> **Bloco de texto**
Copo d’água
Pedro Amaral
Aliviava a sede às seis e meia da manhã. A vida já acontecia na roça onde Manoel viajava em todas as férias de julho. Nessa época, acordar esse horário era se deparar com um frio gostoso, o som das galinhas e os cachorros latindo. Era passear para ver os porcos, as vacas, encontrar um gato perdido aqui e acolá e fazer amizade com formigas.
Com seus primos, brincava de pular nos colchões, tomava café cedo, jogava peteca, bola, esconde-esconde. Se alegrava quando ganhava, chorava ou esbravejava quando perdia. Se acalmava observando o cuidado com as plantas, a feitura do almoço e a tiragem do leite. Ao entardecer, aprendia a jogar Buraco e Três Vermelho com sua tia. À noite, observava os adultos jogando truco, enquanto compartilhavam garrafas de cerveja e tira gostos.
Falar de brincadeira, para mim, é um dos desafios mais complexos. Lembro na graduação em Educação Física, quando alguns jovens abandonaram o curso não apenas porque descobriram que precisariam estudar bioquímica e anatomia, mas também porque compreender as dimensões sociais, históricas e culturais do brincar, nos pegou de surpresa.
Apesar dessa atividade ancestral humana não receber o devido destaque e crédito pelas complexas produções artísticas, literárias, políticas, filosóficas ou educacionais produzidas ao longo de nossa sociedade, brincar mobiliza o ser humano a construir os elementos estéticos de sua cultura. Um sujeito não se interessa pelo brincar apenas pela diversão, mas também para compreender quem se é, e de qual mundo faz parte.

> **Material fornecido**

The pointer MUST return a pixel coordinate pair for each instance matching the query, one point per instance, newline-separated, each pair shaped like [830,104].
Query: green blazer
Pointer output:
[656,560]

> **Tarefa breve 1**
Enumere todos os animais citados no texto Copo d’água.
> **Tarefa breve 2**
Reproduza fielmente o trecho do texto Copo d’água que começa em "Apesar dessa atividade" e termina em "mundo faz parte.".

> **Resposta completa 1**
- galinhas
- cachorros
- porcos
- vacas
- gato
- formigas

> **Resposta completa 2**
Apesar dessa atividade ancestral humana não receber o devido destaque e crédito pelas complexas produções artísticas, literárias, políticas, filosóficas ou educacionais produzidas ao longo de nossa sociedade, brincar mobiliza o ser humano a construir os elementos estéticos de sua cultura. Um sujeito não se interessa pelo brincar apenas pela diversão, mas também para compreender quem se é, e de qual mundo faz parte.